Exercise:
Output all the material that follows, exactly as given.

########

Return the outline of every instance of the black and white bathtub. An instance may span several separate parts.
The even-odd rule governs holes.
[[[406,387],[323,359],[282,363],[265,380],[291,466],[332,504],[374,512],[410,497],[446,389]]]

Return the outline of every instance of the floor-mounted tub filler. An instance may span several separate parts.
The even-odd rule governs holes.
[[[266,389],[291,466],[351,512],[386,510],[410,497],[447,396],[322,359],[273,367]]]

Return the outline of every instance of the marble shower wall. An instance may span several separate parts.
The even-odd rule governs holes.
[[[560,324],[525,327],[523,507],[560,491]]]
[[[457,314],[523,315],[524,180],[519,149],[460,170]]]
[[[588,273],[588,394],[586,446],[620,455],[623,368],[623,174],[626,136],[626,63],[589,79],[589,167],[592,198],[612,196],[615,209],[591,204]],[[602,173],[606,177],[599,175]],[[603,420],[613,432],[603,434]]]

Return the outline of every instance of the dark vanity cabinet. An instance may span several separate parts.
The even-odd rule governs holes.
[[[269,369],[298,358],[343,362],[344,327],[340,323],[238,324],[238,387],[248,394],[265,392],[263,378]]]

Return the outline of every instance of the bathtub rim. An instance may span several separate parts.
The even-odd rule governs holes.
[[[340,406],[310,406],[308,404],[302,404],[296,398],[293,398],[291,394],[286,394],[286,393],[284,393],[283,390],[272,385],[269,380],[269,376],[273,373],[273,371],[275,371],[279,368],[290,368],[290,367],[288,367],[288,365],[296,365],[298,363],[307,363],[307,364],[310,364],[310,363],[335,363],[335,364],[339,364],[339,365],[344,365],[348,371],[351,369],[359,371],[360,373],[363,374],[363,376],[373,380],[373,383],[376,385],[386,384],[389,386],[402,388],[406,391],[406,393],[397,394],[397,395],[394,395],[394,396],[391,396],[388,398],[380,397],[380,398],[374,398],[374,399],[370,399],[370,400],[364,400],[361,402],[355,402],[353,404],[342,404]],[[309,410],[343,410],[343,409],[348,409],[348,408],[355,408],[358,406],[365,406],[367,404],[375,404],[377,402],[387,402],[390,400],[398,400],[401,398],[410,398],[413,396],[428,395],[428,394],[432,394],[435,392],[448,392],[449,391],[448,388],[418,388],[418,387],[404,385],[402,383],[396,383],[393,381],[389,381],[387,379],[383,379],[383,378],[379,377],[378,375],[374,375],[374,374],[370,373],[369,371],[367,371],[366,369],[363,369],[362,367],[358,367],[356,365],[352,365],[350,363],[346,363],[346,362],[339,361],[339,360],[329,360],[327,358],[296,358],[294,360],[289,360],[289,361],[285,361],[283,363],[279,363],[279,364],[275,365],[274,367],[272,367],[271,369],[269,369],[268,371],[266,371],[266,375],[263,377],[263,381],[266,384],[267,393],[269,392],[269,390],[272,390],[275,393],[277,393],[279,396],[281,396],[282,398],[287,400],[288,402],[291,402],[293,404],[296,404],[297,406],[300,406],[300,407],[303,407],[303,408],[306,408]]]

########

Full answer:
Return the outline of every instance of the black and white bathtub. An instance may span several separate parts.
The even-odd rule governs holes.
[[[406,387],[323,359],[282,363],[265,380],[291,466],[332,504],[374,512],[410,497],[446,389]]]

Return the outline of every instance of the floor-mounted tub filler. An instance may span several separate parts.
The even-odd rule governs holes.
[[[266,389],[291,466],[351,512],[386,510],[410,497],[447,396],[322,359],[273,367]]]

Return the outline of every instance of the marble shower wall. An instance may span several separate parts.
The even-odd rule governs holes.
[[[560,324],[525,327],[523,507],[560,491]]]
[[[457,314],[523,315],[524,180],[519,149],[460,170]]]
[[[588,273],[588,394],[586,446],[620,455],[623,368],[623,174],[626,136],[626,63],[589,79],[589,167],[592,198],[612,196],[615,209],[591,204]],[[602,173],[606,177],[599,175]],[[603,420],[613,432],[603,434]]]

Return the outline of every instance of the dark vanity cabinet. An instance may span several separate parts.
The even-odd rule governs holes.
[[[269,369],[298,358],[343,362],[344,327],[340,323],[238,324],[238,387],[248,394],[265,392],[263,378]]]

Return the outline of every instance of the bathtub rim. An instance may span several separate parts.
The even-odd rule governs holes.
[[[340,406],[310,406],[308,404],[302,404],[296,398],[293,398],[291,394],[286,394],[286,393],[284,393],[283,390],[272,385],[269,380],[269,376],[273,373],[273,371],[275,371],[279,368],[290,368],[290,367],[288,367],[288,365],[296,365],[298,363],[307,363],[307,364],[310,364],[310,363],[335,363],[335,364],[339,364],[339,365],[344,365],[348,371],[351,369],[359,371],[360,373],[363,374],[363,376],[373,380],[373,383],[376,385],[386,384],[389,386],[402,388],[406,391],[406,393],[397,394],[397,395],[394,395],[394,396],[391,396],[388,398],[380,397],[380,398],[374,398],[374,399],[370,399],[370,400],[364,400],[361,402],[355,402],[353,404],[342,404]],[[309,410],[343,410],[343,409],[348,409],[348,408],[355,408],[358,406],[365,406],[367,404],[375,404],[377,402],[387,402],[390,400],[398,400],[401,398],[410,398],[413,396],[428,395],[428,394],[432,394],[435,392],[448,392],[449,391],[448,388],[418,388],[418,387],[404,385],[402,383],[396,383],[393,381],[389,381],[387,379],[383,379],[383,378],[379,377],[378,375],[374,375],[374,374],[370,373],[369,371],[367,371],[366,369],[363,369],[362,367],[358,367],[356,365],[352,365],[350,363],[346,363],[346,362],[339,361],[339,360],[329,360],[327,358],[296,358],[294,360],[289,360],[289,361],[285,361],[283,363],[279,363],[279,364],[275,365],[274,367],[272,367],[271,369],[269,369],[268,371],[266,371],[266,375],[263,377],[263,381],[266,384],[267,393],[269,392],[269,390],[272,390],[275,393],[277,393],[279,396],[281,396],[282,398],[287,400],[288,402],[291,402],[293,404],[296,404],[297,406],[300,406],[300,407],[303,407],[303,408],[306,408]]]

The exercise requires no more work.